→ Source material:
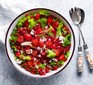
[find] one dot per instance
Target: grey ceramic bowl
(11, 56)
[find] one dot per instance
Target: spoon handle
(80, 60)
(88, 56)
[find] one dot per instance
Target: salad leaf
(59, 29)
(14, 48)
(26, 58)
(21, 21)
(51, 54)
(13, 37)
(32, 23)
(43, 22)
(44, 12)
(67, 40)
(49, 32)
(42, 65)
(23, 57)
(67, 54)
(60, 62)
(52, 63)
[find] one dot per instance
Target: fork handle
(88, 56)
(80, 60)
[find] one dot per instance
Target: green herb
(43, 22)
(67, 40)
(44, 12)
(26, 58)
(67, 54)
(14, 48)
(59, 29)
(32, 23)
(42, 66)
(50, 31)
(60, 62)
(21, 21)
(51, 54)
(52, 63)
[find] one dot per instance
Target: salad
(40, 42)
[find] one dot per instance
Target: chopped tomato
(37, 16)
(17, 54)
(35, 42)
(57, 51)
(20, 39)
(49, 44)
(27, 37)
(41, 44)
(63, 58)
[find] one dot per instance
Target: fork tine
(75, 8)
(72, 10)
(70, 13)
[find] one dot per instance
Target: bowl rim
(33, 10)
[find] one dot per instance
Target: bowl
(11, 55)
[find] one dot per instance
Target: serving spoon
(77, 15)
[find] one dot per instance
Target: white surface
(10, 76)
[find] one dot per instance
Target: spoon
(77, 15)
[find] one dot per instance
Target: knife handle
(80, 60)
(88, 56)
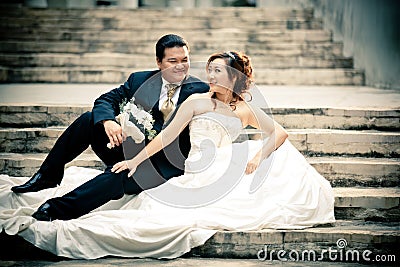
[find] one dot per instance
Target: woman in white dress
(227, 185)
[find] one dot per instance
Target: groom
(98, 128)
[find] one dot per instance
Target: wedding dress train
(286, 192)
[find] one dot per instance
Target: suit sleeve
(106, 107)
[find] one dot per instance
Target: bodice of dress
(213, 130)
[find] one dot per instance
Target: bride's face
(218, 77)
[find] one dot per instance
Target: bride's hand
(124, 165)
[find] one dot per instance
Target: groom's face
(175, 64)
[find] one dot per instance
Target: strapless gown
(286, 192)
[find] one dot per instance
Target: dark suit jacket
(145, 86)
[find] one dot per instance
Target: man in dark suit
(98, 128)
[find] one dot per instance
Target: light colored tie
(168, 106)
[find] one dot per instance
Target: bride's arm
(258, 119)
(181, 119)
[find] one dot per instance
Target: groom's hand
(114, 132)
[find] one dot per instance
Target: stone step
(346, 241)
(199, 49)
(149, 23)
(29, 115)
(118, 75)
(142, 13)
(308, 141)
(227, 35)
(148, 62)
(340, 171)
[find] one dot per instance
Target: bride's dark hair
(239, 67)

→ What is being asked:
Leave the pictures out and restate the listing word for word.

→ Answer to this task:
[find] one dot per instance
Target: grey ceramic bowl
(11, 56)
[find] one dot per instance
Target: spoon handle
(80, 60)
(88, 56)
[find] one dot per instance
Target: salad leaf
(59, 29)
(14, 48)
(26, 58)
(21, 21)
(51, 54)
(13, 37)
(32, 23)
(43, 22)
(44, 12)
(67, 40)
(49, 32)
(42, 65)
(23, 57)
(67, 54)
(60, 62)
(52, 63)
[find] one dot per instance
Target: fork handle
(88, 56)
(80, 60)
[find] one dot per instance
Target: green herb
(43, 22)
(67, 40)
(44, 12)
(26, 58)
(67, 54)
(14, 48)
(59, 29)
(32, 23)
(42, 66)
(50, 31)
(60, 62)
(21, 21)
(51, 54)
(52, 63)
[find] one dot per instance
Target: salad
(40, 42)
[find] one dot per instance
Target: chopped tomato
(37, 16)
(17, 54)
(35, 42)
(57, 51)
(20, 39)
(49, 44)
(27, 37)
(41, 44)
(63, 58)
[find] one dot per instance
Target: fork tine
(75, 8)
(72, 10)
(70, 13)
[find] one dot per instance
Target: bowl rim
(33, 10)
[find] one dot per instance
Target: bowl
(11, 55)
[find] one dot per instance
Target: serving spoon
(77, 15)
[find] one dot per instance
Target: white surface
(10, 76)
[find] one dot per instance
Target: spoon
(77, 15)
[find] one dot per instance
Target: knife handle
(80, 60)
(88, 56)
[find] one dot per instance
Target: woman in white dress
(227, 185)
[find] one dot per instance
Target: groom
(98, 128)
[find] one dot per instance
Target: wedding dress train
(286, 192)
[find] one dot per instance
Target: suit sleeve
(106, 107)
[find] one dot per instance
Target: bodice of dress
(213, 130)
[find] one dot per instance
Target: bride's face
(218, 77)
[find] one dot per instance
Target: bride's hand
(124, 165)
[find] one dot per instance
Target: groom's face
(175, 64)
[find] one dot per instance
Target: strapless gown
(286, 192)
[find] one dot per instance
Target: dark suit jacket
(145, 86)
[find] one dot per instance
Target: man in dark suit
(98, 128)
[find] one dot per instance
Target: light colored tie
(168, 106)
[find] one dot per instance
Target: bride's arm
(258, 119)
(181, 119)
[find] one dot per instance
Target: groom's hand
(114, 132)
[find] one dot per instance
Target: stone step
(346, 241)
(199, 49)
(149, 23)
(29, 115)
(118, 75)
(142, 13)
(308, 141)
(227, 35)
(148, 62)
(340, 171)
[find] one dot per instance
Target: bride's dark hair
(239, 67)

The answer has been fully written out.